**WORK TO COMPLETE**
• a. Reproduce, word for word, the part of the UD2.0 diet text that opens with the words containing "Monday sucks more" and closes with "hard stuff IIFYM.".
• b. Answer these questions from the UD2.0 diet text:
(i) How many hours does the carb-up last?
(ii) On Monday, what share of maintenance calories do you eat?
(iii) Which lifts made up the writer's Sunday "pulls" day?
• c. Extend the UD2.0 diet text by writing what comes next after its final sentence.

**EXTRACT**
——————————

UD2.0 is a weekly carb-cycling diet.  You spend roughly four days in a severe caloric deficit, flirting with if not actually bathing in ketosis, and burn fat and glycogen like nobody’s business.  After one last workout to fully deplete your glycogen stores and prepare your muscle tissue for an insulin rush, you carb up like a motherfucker over the next 30 hours.  After your carb-up, you lift heavy for a couple of days, then finish up a high-volume glycogen-depleting workout and start again.

The premise, briefly, is that you’ll burn through a pound or more of fat in the four-day deficit, and when you carb up your liver and muscle tissue will be so thirsty for glycogen that you won’t store any carbs as fat.  The carb-up is intended to normalize your metabolism after a few days of frankly ridiculous dieting, and the subsequent lifting ought to rebuild any muscle you lost during that short diet.  If you want more details, go buy Lyle’s ebook, it’s great.  (And also a lot more comprehensive than anything I’m likely to write.)

A week in the life

Sunday is the last day of relatively free eating over the weekend.  You eat low-carb at more or less maintenance calories, and you lift heavy.  For me, this was “pulls” day — snatches, then cleans, then deadlifts.  You’re still carbed up, either from the previous Friday or from whatever you were doing before starting UD2.0, so this is no harder than usual.  Tell any beer left in your fridge that you love it and switch to whiskey and soda, or maybe just soda.

Monday sucks more than Mondays usually do because you’re at 50% maintenance.  Pull out every trick in the book and tell yourself it’s in a good cause.  Hit the gym after work and rep out on big movements — front squats, RDLs, dips, and rows for many sets of ten.  Gaze longingly at the sushi place across the road as you pull out a protein shake and go home to your can of salmon.  Dull the pain with a glass of bourbon IIFYM.

Tuesday and Wednesday are worse than Monday because you don’t even get to lift.  Well, you can lift Tuesday if you want, but you probably can’t lift much.  Listen to Pantera and tell yourself what a hardcore physical culturist you are.  Have an ounce of the hard stuff IIFYM.

——————————

**GIVEN DATA**

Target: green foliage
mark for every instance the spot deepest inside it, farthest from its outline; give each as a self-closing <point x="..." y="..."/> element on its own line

——————————

**ANSWER LIST**
• a.
Monday sucks more than Mondays usually do because you’re at 50% maintenance.  Pull out every trick in the book and tell yourself it’s in a good cause.  Hit the gym after work and rep out on big movements — front squats, RDLs, dips, and rows for many sets of ten.  Gaze longingly at the sushi place across the road as you pull out a protein shake and go home to your can of salmon.  Dull the pain with a glass of bourbon IIFYM.

Tuesday and Wednesday are worse than Monday because you don’t even get to lift.  Well, you can lift Tuesday if you want, but you probably can’t lift much.  Listen to Pantera and tell yourself what a hardcore physical culturist you are.  Have an ounce of the hard stuff IIFYM.

• b.
(i) 30 hours.
(ii) 50%.
(iii) Snatches, then cleans, then deadlifts.

• c.
Thursday morning you’ll be slavering over the carb-load to come, but before you get there you need to lift.  This workout’s lower-rep than Monday’s, but if you’re anything like me you’ll be disappointed with the weight on the bar.  Deploy your highest-powered pre-workout and your crunchiest, filthiest metal.  Keep at it until you peel yourself off the gym floor and drag your sorry glycogen-depleted carcass over to the tube of Rockets in your gym bag.  It’s time for…

The carb-load.  At this point, if you’ve done your part in the gym and if you avoid excesses of fructose (and its polymers), you almost certainly cannot eat enough carbs over the next day and a half to gain any fat.  Your job, your solemn duty, is to try.  At this point you’re probably wrecking forty bucks worth of sushi and feeling like a kid at Christmas –

Dear Santa, for carb-load I want a pound of Rockets and two cans of Pringles and enough maki to choke a horse and then some burritos and… and…

– and there’s nothing wrong with that, that attitude is what you need to carry you through the carb-load.  Because when you go to sleep on Thursday night, snug in the swole arms of leptin and anabolism, the magnitude of your chosen task begins to dawn and you realize you’ve barely made a dent in the thousand-odd grams of carbs you need to consume if you want to do this right.

Friday starts early.  You get up, you take a shit, and you put water to boil.  One pot is for breakfast, which is two packets of cheap-ass ramen.  The other pot is for white rice.  While the rice cooks you wolf down noodles and MSG and whip up protein to mix with the rice.  You pack that shit in Tupperware and mix protein powder with improbable amounts of creatine and waxy maize and get out the door to work.  Try to shower in there somewhere.

Your co-workers, who by now are probably used to your ketogenic ways, won’t expect to see you in the kitchen microwaving a bowl of rice with bacon, eggs, and a bunch of Sriracha on top, so they’ll make unfunny jokes which you’ll ignore.  Slam that rice and protein, and then mix up a protein shake with so much waxy maize in it that it tastes like drinking a panel of waterlogged chocolate-flavoured drywall.  It’s ten-thirty and your endocrine system’s yelling at you to stop eating, but you can’t.  Lunch is a sushi run.  As soon as you can manage, finish off that rice and protein and the rest of your protein-carb shakes, and work your way grimly through a bag or three of chips from the vending machine.  Insulin might be making you groggy – no coffee!  Coffee is an appetite suppressant, get your caffeine from tablets.  Leave the Coke and its high-fructose corn syrup in the fridge.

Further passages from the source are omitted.